* What this exercise asks
#1 Copy the honeybee text word for word from "When bees land" up to and including "bees and larvae.".
#2 Answer these questions using the honeybee text:
(a) In which state is the environmental scientist and professor based?
(b) For how many days do nurse bees feed royal jelly to all larvae?
(c) What do bees that become sterile worker bees eat instead of jelly?
··· Excerpted text ···
Monday, July 22, 2019

Intelligent Design       
Understatement of the Century  
     
    Researchers have discovered how honeybees pass immunity from one to another. An environmental scientist and professor in Idaho says it makes the term "intelligent design" seem like "the understatement of the century." 

   When bees land on flowers, they ingest fragments of ribonucleic acid (RNA) left by viruses, bacteria, fungi and other sources. That triggers immune responses which they transfer to other bees and larvae. 

   Bees also produce "royal jelly" which absorbs the RNA. Nurse bees feed the jelly to larvae for their first three days of life. 

   After three days, nurse bees continue to feed jelly only to the larvae selected to become queen bees. Other bees eat a mixture of pollen and nectar, developing into sterile worker bees. 

   Also, God designed bees to make proteins that prevent RNA in pollen from breaking down. And the bees produce a sticky substance that protects the transfer of RNA from bee to bee or to larvae.
··· Records ···
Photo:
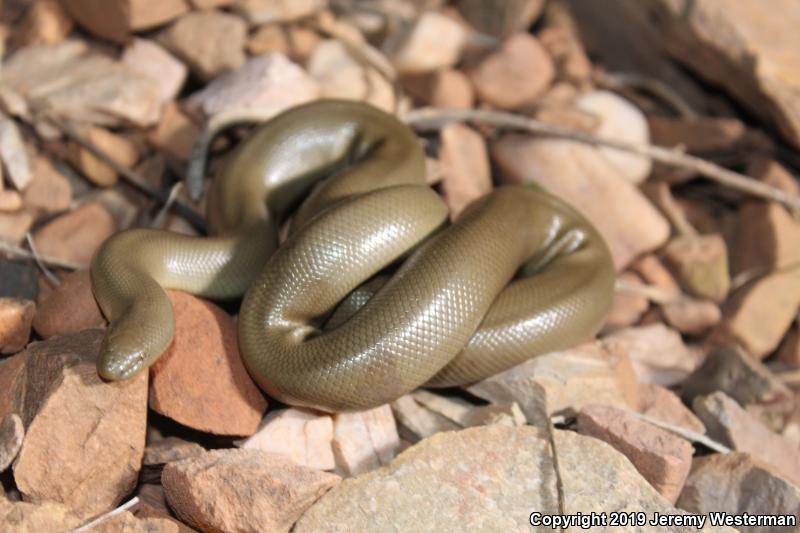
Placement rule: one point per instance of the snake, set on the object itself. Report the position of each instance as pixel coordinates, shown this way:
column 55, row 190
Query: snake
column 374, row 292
···
··· Records ···
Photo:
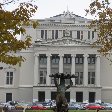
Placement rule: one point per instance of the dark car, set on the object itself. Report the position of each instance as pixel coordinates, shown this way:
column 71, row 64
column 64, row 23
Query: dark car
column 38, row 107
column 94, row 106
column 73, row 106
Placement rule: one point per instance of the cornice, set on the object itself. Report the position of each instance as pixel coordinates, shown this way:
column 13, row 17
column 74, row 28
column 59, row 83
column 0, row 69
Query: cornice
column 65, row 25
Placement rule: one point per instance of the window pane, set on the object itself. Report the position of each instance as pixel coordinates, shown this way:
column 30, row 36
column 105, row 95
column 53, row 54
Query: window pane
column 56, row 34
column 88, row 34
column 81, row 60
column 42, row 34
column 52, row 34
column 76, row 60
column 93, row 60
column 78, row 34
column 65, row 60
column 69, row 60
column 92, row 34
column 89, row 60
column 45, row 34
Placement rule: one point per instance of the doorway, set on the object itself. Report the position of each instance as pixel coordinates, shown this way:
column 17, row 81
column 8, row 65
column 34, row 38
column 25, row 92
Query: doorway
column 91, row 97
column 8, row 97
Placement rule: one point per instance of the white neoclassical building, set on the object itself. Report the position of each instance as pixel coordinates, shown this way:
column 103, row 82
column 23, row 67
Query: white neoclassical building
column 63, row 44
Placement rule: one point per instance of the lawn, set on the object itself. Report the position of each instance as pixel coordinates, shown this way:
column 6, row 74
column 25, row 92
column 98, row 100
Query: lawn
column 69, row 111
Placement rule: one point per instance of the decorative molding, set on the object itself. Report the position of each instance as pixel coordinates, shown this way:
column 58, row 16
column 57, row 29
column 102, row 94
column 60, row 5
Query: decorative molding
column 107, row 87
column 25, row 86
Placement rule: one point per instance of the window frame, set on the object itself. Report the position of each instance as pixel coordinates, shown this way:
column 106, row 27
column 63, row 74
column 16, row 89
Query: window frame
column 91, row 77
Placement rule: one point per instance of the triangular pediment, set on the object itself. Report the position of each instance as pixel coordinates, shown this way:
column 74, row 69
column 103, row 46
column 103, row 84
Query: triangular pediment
···
··· Records ···
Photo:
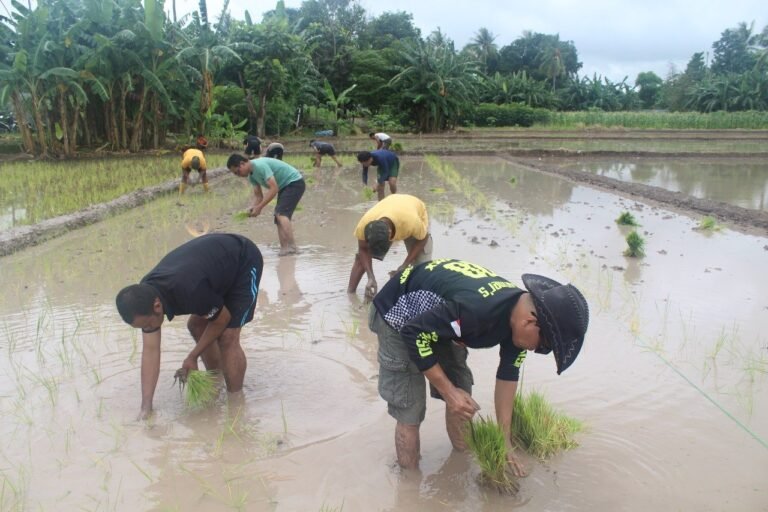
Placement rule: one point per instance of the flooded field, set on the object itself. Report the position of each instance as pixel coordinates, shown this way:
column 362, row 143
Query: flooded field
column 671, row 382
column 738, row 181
···
* Answers below
#1
When bees land on flowers, they ingest fragments of ribonucleic acid (RNA) left by viruses, bacteria, fungi and other sources. That triggers immune responses which they transfer to other bees and larvae.

#2
(a) Idaho
(b) Three days
(c) A mixture of pollen and nectar